━━━━━ Items ━━━━━
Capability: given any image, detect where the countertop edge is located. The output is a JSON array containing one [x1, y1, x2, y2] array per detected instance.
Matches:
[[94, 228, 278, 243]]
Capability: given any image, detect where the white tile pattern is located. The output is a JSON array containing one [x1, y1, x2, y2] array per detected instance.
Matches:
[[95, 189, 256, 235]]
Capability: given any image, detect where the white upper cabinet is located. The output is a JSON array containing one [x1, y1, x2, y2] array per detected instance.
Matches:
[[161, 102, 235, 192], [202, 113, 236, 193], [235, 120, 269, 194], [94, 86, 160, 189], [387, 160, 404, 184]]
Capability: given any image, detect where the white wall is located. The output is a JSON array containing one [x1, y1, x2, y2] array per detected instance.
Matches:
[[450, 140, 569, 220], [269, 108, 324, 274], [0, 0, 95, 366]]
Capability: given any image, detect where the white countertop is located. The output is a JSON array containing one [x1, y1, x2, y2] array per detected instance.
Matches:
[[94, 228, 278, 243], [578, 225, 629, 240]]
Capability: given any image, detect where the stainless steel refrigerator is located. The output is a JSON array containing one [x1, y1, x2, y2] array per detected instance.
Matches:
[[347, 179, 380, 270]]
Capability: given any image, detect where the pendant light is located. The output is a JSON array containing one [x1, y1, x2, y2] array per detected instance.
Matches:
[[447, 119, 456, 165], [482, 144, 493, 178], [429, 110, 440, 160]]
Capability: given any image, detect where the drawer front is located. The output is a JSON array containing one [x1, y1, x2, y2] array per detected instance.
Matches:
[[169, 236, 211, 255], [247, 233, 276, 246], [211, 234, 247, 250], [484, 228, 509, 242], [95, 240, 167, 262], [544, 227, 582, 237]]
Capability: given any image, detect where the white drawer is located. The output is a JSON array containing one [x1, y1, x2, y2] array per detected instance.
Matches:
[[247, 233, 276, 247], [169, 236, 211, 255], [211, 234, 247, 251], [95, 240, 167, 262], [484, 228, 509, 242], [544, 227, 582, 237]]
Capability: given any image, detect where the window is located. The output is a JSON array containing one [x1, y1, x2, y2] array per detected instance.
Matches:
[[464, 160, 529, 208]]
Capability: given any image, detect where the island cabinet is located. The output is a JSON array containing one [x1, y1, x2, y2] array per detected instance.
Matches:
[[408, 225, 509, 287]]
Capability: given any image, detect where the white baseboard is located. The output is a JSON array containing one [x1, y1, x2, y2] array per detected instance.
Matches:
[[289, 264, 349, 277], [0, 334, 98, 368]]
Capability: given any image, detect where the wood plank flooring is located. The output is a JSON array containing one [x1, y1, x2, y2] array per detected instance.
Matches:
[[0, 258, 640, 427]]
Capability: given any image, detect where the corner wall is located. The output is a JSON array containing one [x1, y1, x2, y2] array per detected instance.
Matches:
━━━━━
━━━━━ Items ━━━━━
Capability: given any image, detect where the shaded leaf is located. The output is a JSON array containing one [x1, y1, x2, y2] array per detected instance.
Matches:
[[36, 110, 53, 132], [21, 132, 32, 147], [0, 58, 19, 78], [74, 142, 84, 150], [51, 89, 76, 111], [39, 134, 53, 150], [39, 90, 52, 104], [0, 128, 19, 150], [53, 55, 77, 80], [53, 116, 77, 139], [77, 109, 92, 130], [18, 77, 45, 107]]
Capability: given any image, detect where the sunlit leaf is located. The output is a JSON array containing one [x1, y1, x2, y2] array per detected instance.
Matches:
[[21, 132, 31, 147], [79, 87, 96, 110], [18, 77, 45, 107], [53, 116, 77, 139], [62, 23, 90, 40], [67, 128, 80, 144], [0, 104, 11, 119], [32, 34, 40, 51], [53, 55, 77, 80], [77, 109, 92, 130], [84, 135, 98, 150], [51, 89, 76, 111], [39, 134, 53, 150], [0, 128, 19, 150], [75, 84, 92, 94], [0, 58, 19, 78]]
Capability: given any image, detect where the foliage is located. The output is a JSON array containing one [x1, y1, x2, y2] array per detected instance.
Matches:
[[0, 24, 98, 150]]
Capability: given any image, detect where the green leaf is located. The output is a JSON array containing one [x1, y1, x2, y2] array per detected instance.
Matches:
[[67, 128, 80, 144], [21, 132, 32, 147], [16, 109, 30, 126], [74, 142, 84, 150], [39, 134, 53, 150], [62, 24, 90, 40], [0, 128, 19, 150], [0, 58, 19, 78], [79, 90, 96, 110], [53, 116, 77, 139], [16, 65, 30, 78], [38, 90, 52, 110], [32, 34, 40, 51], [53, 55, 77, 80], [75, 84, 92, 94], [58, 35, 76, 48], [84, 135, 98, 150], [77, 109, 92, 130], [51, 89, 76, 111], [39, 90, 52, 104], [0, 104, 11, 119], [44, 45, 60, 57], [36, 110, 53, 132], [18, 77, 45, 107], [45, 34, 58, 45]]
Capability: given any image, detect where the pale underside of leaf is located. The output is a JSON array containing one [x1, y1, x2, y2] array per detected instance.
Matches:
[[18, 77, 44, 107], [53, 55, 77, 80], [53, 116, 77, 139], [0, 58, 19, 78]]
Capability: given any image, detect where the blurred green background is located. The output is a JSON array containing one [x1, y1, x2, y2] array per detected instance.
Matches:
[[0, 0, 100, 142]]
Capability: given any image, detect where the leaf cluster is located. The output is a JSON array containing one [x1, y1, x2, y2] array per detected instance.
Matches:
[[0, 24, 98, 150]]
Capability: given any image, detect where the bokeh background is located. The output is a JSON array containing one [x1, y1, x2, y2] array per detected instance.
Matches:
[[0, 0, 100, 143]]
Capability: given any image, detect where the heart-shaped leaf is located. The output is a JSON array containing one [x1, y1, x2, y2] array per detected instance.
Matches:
━━━━━
━━━━━ Items ━━━━━
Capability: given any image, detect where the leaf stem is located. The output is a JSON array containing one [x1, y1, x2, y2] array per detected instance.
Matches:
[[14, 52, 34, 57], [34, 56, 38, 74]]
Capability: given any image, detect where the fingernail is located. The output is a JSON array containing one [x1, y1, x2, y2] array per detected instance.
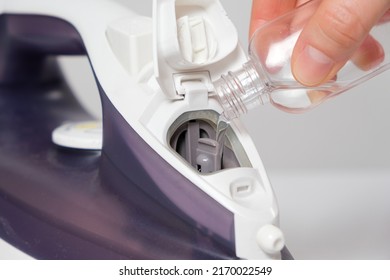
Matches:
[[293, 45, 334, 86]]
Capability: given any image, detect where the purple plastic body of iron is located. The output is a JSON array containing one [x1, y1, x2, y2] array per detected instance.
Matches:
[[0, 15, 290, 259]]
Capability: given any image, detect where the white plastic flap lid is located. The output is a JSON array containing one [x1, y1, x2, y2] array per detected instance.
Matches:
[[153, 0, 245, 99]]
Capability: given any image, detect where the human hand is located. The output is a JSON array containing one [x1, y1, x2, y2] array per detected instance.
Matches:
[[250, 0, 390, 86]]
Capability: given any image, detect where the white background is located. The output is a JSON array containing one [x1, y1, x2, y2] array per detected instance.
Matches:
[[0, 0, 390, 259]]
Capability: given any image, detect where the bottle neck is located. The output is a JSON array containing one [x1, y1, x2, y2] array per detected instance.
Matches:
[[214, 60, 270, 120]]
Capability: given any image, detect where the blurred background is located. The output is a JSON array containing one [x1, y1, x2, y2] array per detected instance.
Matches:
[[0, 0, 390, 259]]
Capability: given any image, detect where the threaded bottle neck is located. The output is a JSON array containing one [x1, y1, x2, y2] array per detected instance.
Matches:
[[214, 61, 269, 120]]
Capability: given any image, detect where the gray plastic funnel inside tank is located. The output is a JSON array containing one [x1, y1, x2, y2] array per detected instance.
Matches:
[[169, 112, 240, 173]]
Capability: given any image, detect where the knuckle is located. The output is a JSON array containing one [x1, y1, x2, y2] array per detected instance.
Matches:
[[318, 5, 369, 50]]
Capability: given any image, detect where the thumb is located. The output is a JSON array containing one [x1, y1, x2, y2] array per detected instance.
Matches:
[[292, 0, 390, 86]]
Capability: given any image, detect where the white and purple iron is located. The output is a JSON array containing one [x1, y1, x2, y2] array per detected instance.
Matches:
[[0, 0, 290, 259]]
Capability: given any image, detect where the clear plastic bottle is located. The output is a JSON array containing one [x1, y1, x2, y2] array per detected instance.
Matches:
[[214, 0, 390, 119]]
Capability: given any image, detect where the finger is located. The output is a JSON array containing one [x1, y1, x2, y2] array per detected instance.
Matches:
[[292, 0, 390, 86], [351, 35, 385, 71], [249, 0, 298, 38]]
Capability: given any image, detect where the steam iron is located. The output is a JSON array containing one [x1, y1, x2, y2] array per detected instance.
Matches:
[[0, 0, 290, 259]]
━━━━━
__What the exercise asks__: Rewrite the lines starting at the one containing "Capability: given any image, detect where the countertop" and ending at the one containing "160, 404, 184]]" as a numbered list, both included and any blank lines left out.

__Answer below__:
1. Capability: given any image, detect where the countertop edge is located. The output is a JSON array containing one [x1, y1, x2, y2] array per detected instance.
2. Matches:
3. [[94, 228, 278, 243]]
4. Capability: given any image, detect where the white tile pattern is located. The output is a JSON array containing one [x1, y1, x2, y2] array per detected instance.
5. Matches:
6. [[95, 189, 256, 235]]
7. Capability: given any image, detect where the white upper cabinet is located. The output is a JSON array containing one [x1, y1, x2, y2] array per detected instance.
8. Matches:
9. [[161, 102, 235, 192], [202, 113, 236, 193], [235, 120, 269, 194], [94, 86, 160, 189], [387, 160, 404, 184]]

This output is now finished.